Lesetext |

####

5 Wie gut ist unsere Demokratie geschützt?
Vor dem Hintergrund der deutschen Geschichte mit den Nazis und dem Zweiten Weltkrieg stellt sich die Frage, was das Land dazu gelernt hat – und wie gut es mit welchen Mechanismen seine Demokratie schützt. Thomas Köcher ist diesbezüglich von der Qualität unserer Verfassung überzeugt. Trotzdem macht er deutlich, dass die Gesellschaft handeln müsse. Inwiefern, skizziert er ab Minute 14.56.
Eine wehrhafte Demokratie und ein Rechtsstaat funktionieren immer nur dann, wenn genügend Leute davon überzeugt sind.
Thomas Köcher
6 Was könnte die AfD mit einer Sperrminorität erreichen?
Parteien, die bei einer Landtagswahl ein Drittel der Stimmen gewinnen, gewinnen damit zugleich eine so genannte Sperrminorität. Damit können sie vor allem ein: Vorhaben blockieren. Wie konkret die AfD die Sperrminorität für ihre Zwecke nutzen könnte, sagt Köcher ab Minute 29.49.
Nur Demokratien sind dazu in der Lage, die multiplen Problemsituationen, vor denen wir gerade stehen, irgendwie zu bewältigen.

####

Auszug Datensatz |

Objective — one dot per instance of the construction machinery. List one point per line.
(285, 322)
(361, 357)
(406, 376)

####

Ziel der Aufgabe | Aktualisiere im Lesetext die Passage von „Vor dem Hintergrund“ bis „ab Minute 29.49.“, indem du „Sperrminorität“ durch „Sperrminderheit“ ersetzt, und gib sie wieder. Die Zeilen sind eigenständiges Material und gehören nicht zum Lesetext.

Lösung der Aufgabe |
Vor dem Hintergrund der deutschen Geschichte mit den Nazis und dem Zweiten Weltkrieg stellt sich die Frage, was das Land dazu gelernt hat – und wie gut es mit welchen Mechanismen seine Demokratie schützt. Thomas Köcher ist diesbezüglich von der Qualität unserer Verfassung überzeugt. Trotzdem macht er deutlich, dass die Gesellschaft handeln müsse. Inwiefern, skizziert er ab Minute 14.56.
Eine wehrhafte Demokratie und ein Rechtsstaat funktionieren immer nur dann, wenn genügend Leute davon überzeugt sind.
Thomas Köcher
6 Was könnte die AfD mit einer Sperrminderheit erreichen?
Parteien, die bei einer Landtagswahl ein Drittel der Stimmen gewinnen, gewinnen damit zugleich eine so genannte Sperrminderheit. Damit können sie vor allem ein: Vorhaben blockieren. Wie konkret die AfD die Sperrminderheit für ihre Zwecke nutzen könnte, sagt Köcher ab Minute 29.49.